** start **

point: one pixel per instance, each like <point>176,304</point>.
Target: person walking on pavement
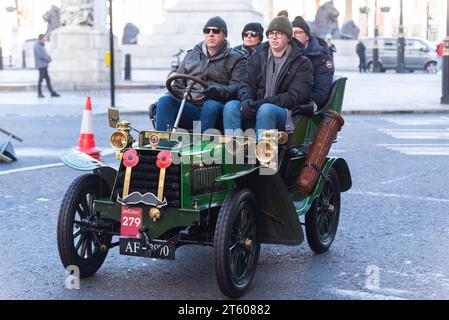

** end **
** start **

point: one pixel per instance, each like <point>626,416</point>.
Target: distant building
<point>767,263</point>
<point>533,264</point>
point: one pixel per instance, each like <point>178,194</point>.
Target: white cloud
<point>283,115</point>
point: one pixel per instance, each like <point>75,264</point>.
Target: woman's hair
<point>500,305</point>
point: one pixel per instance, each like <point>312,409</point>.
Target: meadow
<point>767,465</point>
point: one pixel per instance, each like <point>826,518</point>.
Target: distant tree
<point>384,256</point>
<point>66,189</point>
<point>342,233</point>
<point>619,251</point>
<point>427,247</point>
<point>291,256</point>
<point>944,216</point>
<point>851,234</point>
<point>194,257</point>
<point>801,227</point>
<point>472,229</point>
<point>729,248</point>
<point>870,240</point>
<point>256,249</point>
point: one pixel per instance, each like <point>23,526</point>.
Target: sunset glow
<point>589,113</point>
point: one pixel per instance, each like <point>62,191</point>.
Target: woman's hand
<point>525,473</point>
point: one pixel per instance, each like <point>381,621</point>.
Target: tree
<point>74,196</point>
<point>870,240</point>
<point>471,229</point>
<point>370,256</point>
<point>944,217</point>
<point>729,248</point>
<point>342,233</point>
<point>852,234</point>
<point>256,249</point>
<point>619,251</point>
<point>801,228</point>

** end **

**Exercise task**
Recast the records from the line with "point: one pixel per instance, each like <point>312,409</point>." up to and including the line with "<point>801,228</point>" as a two-column CSV headed instruction and output, one row per record. Put each record's text under instruction and its answer under output, with every field quoted and line breaks turned into spaces.

**Result below**
instruction,output
"point: one pixel per instance, each like <point>312,409</point>. Target: meadow","<point>767,465</point>"
"point: one pixel per instance, each like <point>826,518</point>. Target: distant tree","<point>384,256</point> <point>66,189</point> <point>342,233</point> <point>619,251</point> <point>427,247</point> <point>291,256</point> <point>944,216</point> <point>851,234</point> <point>194,257</point> <point>801,227</point> <point>472,229</point> <point>729,248</point> <point>870,240</point> <point>256,249</point>"
"point: one pixel per instance, each like <point>23,526</point>. Target: sunset glow","<point>589,113</point>"
"point: one pixel per instance, each like <point>62,191</point>. Target: woman's hand","<point>525,473</point>"
"point: one pixel per instance, each like <point>381,621</point>. Target: tree","<point>74,196</point> <point>870,240</point> <point>471,229</point> <point>370,256</point> <point>944,217</point> <point>729,248</point> <point>342,233</point> <point>852,234</point> <point>256,249</point> <point>619,251</point> <point>801,228</point>"